__Work item__
Once the line with "of the painted" is found, repeat exactly that line and every one after it until the data below ends, including the last line.

__Extracted records__
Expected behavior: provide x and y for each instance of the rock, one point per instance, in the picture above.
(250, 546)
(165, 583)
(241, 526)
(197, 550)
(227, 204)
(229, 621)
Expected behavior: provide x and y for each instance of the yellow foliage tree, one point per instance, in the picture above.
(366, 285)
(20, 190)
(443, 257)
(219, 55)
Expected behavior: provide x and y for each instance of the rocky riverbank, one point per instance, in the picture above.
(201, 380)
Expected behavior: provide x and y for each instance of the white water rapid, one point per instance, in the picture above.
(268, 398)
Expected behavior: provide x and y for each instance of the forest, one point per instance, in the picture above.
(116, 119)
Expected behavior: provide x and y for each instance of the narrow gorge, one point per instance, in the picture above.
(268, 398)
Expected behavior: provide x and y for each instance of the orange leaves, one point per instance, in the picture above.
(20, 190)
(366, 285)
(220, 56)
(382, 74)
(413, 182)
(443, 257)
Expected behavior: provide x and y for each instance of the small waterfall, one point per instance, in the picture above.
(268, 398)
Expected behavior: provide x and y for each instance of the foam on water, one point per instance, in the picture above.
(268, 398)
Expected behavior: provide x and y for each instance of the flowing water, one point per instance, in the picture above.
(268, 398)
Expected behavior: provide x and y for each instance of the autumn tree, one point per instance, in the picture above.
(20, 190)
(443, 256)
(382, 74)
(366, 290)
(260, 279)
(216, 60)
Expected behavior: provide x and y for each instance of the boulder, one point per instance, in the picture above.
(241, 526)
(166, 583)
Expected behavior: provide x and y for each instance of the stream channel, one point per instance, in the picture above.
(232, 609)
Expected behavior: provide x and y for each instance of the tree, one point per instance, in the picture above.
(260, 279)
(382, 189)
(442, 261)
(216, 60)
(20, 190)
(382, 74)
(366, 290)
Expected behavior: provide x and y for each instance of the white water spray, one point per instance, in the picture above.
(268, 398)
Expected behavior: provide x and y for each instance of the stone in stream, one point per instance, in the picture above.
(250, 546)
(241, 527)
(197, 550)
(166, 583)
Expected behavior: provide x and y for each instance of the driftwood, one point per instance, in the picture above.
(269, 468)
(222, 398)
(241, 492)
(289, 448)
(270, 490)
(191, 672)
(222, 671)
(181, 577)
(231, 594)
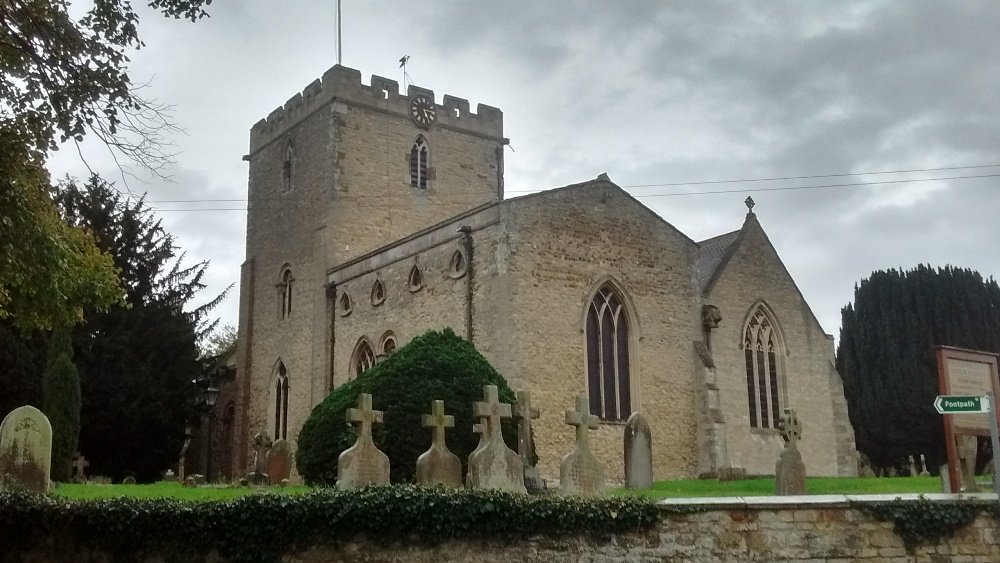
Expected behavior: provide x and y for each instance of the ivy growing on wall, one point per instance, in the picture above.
(263, 527)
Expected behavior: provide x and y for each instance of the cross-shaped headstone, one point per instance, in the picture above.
(439, 421)
(790, 428)
(364, 414)
(524, 412)
(583, 420)
(79, 466)
(492, 410)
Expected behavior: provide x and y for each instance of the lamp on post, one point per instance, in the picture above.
(210, 395)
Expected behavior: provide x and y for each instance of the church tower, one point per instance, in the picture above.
(339, 171)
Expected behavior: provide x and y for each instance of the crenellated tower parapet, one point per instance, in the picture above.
(344, 85)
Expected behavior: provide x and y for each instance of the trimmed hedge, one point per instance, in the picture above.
(261, 528)
(433, 366)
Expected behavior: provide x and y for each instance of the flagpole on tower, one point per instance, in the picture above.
(340, 52)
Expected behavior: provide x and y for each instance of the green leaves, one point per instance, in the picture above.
(261, 528)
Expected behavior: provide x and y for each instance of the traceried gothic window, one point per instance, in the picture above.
(765, 385)
(608, 373)
(280, 393)
(286, 293)
(286, 168)
(363, 359)
(418, 163)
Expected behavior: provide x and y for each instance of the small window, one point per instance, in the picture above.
(286, 169)
(416, 279)
(418, 164)
(378, 293)
(345, 306)
(457, 265)
(286, 293)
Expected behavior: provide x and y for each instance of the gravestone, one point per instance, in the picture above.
(438, 465)
(580, 473)
(525, 413)
(472, 474)
(25, 450)
(79, 468)
(789, 471)
(363, 464)
(638, 453)
(257, 477)
(278, 462)
(495, 466)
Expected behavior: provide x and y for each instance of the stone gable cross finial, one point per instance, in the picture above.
(364, 414)
(583, 420)
(790, 428)
(439, 421)
(492, 410)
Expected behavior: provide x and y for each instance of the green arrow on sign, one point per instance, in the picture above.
(950, 404)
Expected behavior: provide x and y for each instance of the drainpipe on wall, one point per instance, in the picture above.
(469, 273)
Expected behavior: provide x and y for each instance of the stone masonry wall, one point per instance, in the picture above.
(562, 245)
(753, 274)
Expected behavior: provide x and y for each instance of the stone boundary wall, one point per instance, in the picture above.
(804, 529)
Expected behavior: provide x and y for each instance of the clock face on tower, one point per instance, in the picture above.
(422, 110)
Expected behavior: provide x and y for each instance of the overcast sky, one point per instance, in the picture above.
(653, 93)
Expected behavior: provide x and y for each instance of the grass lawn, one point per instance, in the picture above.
(765, 487)
(163, 489)
(661, 489)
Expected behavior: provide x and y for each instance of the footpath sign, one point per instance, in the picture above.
(969, 383)
(951, 404)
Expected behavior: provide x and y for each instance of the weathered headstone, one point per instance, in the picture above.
(79, 468)
(278, 462)
(638, 453)
(25, 450)
(257, 477)
(495, 466)
(789, 471)
(363, 464)
(438, 465)
(968, 448)
(580, 473)
(525, 413)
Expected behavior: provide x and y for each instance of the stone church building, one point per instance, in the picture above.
(375, 216)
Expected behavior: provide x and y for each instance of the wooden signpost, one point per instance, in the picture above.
(969, 385)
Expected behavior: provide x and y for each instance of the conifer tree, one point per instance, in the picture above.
(61, 392)
(887, 354)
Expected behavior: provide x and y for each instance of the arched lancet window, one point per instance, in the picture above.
(363, 358)
(280, 393)
(286, 293)
(418, 163)
(287, 163)
(609, 384)
(765, 385)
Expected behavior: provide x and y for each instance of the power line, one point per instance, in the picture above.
(707, 182)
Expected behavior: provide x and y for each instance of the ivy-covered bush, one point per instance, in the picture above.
(433, 366)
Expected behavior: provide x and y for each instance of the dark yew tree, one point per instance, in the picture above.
(887, 354)
(139, 361)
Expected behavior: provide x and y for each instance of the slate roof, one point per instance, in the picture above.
(710, 254)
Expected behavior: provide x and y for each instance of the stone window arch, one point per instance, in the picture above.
(419, 163)
(378, 292)
(345, 304)
(287, 168)
(609, 338)
(285, 286)
(763, 352)
(279, 398)
(415, 281)
(363, 357)
(458, 265)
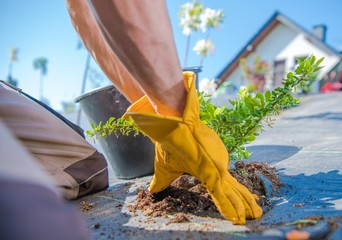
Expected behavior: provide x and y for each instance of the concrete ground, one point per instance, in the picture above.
(305, 146)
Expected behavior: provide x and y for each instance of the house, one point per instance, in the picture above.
(278, 43)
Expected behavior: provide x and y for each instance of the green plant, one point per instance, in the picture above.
(244, 120)
(117, 126)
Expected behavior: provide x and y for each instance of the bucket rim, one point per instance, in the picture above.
(92, 92)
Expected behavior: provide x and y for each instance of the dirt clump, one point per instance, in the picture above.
(187, 195)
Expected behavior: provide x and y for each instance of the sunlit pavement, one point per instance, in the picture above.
(305, 146)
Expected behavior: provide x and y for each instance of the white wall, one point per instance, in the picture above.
(285, 43)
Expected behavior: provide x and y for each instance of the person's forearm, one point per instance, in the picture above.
(86, 26)
(140, 33)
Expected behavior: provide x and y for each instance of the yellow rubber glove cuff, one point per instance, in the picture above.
(186, 145)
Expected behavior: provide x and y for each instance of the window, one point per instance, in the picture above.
(278, 72)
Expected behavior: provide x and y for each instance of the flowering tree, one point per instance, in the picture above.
(190, 21)
(13, 58)
(194, 17)
(256, 74)
(41, 64)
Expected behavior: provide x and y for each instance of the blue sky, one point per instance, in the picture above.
(40, 28)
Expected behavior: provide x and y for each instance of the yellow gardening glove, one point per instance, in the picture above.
(186, 145)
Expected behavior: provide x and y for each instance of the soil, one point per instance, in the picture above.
(187, 195)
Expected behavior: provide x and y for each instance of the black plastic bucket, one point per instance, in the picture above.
(129, 156)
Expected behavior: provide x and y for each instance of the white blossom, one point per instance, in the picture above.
(190, 17)
(207, 86)
(210, 18)
(204, 47)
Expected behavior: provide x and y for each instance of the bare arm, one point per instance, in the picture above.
(140, 34)
(86, 26)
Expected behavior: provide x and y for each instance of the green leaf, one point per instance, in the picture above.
(319, 61)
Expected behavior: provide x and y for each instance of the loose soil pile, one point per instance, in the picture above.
(188, 195)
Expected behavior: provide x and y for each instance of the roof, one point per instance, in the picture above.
(276, 19)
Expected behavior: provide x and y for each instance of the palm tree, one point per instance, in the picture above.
(13, 58)
(41, 65)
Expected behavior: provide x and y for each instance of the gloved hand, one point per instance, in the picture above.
(186, 145)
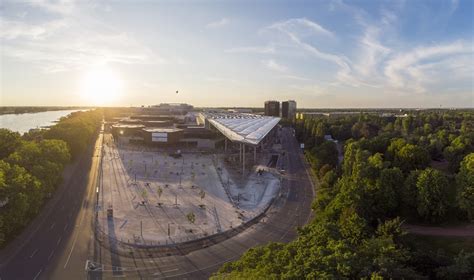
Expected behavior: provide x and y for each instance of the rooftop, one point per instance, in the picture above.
(244, 128)
(120, 125)
(162, 129)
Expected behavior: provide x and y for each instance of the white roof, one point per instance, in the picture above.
(244, 128)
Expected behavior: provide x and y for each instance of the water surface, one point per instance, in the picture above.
(24, 122)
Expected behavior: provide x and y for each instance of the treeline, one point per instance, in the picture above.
(393, 169)
(31, 167)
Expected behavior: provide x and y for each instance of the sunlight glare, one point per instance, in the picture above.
(101, 86)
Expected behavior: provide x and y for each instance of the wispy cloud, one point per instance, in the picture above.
(63, 7)
(301, 25)
(269, 49)
(20, 30)
(406, 70)
(219, 23)
(344, 73)
(274, 66)
(372, 53)
(70, 42)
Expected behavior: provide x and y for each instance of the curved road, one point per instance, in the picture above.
(68, 261)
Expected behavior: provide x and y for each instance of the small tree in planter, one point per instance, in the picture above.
(159, 191)
(191, 217)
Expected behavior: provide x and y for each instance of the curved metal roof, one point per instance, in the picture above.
(244, 128)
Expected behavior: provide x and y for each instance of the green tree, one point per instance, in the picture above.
(465, 186)
(9, 142)
(432, 195)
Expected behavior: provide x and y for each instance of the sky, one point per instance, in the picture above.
(322, 54)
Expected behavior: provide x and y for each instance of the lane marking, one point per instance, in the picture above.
(51, 255)
(37, 274)
(34, 253)
(82, 217)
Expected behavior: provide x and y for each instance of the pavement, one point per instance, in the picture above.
(58, 237)
(65, 241)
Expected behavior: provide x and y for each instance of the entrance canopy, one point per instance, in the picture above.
(243, 128)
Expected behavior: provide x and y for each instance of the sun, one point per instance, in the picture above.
(101, 86)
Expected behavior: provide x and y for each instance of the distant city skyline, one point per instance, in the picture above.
(331, 54)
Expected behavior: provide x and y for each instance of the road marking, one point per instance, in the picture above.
(80, 223)
(51, 255)
(37, 274)
(34, 253)
(171, 270)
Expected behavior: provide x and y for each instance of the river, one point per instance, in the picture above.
(24, 122)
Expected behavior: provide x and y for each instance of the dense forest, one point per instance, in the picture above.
(31, 167)
(418, 168)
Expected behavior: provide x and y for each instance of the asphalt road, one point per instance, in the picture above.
(51, 240)
(64, 242)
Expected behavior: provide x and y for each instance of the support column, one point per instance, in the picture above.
(255, 154)
(243, 161)
(240, 152)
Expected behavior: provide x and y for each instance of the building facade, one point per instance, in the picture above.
(288, 109)
(272, 108)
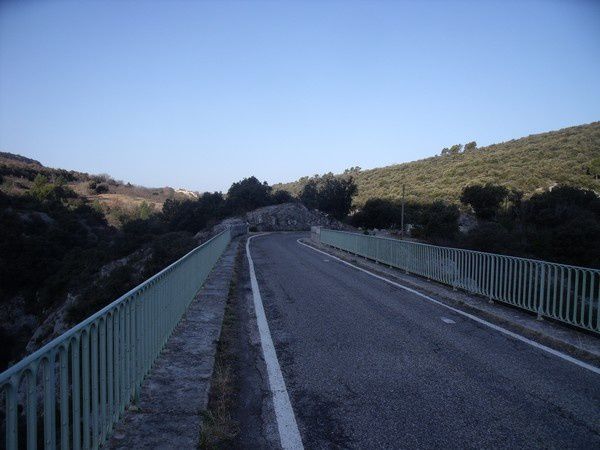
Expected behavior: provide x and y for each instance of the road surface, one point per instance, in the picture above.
(369, 365)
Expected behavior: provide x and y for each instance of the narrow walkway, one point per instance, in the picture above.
(177, 389)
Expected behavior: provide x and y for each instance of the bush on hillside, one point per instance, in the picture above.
(484, 200)
(330, 194)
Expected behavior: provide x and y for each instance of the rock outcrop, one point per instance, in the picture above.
(290, 217)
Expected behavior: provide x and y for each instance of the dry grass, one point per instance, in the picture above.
(219, 428)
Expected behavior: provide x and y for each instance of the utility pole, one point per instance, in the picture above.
(402, 217)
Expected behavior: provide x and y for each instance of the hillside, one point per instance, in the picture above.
(116, 199)
(530, 164)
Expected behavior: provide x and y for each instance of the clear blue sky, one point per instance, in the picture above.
(201, 94)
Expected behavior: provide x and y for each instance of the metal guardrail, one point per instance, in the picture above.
(71, 392)
(565, 293)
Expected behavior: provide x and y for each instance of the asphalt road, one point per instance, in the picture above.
(368, 365)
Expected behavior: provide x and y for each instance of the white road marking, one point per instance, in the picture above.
(284, 414)
(513, 335)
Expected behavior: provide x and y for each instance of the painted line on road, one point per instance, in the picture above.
(516, 336)
(289, 435)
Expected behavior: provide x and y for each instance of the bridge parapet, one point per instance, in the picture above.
(81, 382)
(564, 293)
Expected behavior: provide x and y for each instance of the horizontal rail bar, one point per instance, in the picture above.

__Task output__
Expected behavior: provide x and y for each instance of the painted line on road, one point per instance, in the picture above.
(516, 336)
(289, 435)
Expected behavior: provide x and y for each instance of the bridge parapet, one point per instance, in the picture above.
(81, 382)
(564, 293)
Expected behavior: provide x and y for each instance of the horizontal rail bar, one point per instance, in the picture above.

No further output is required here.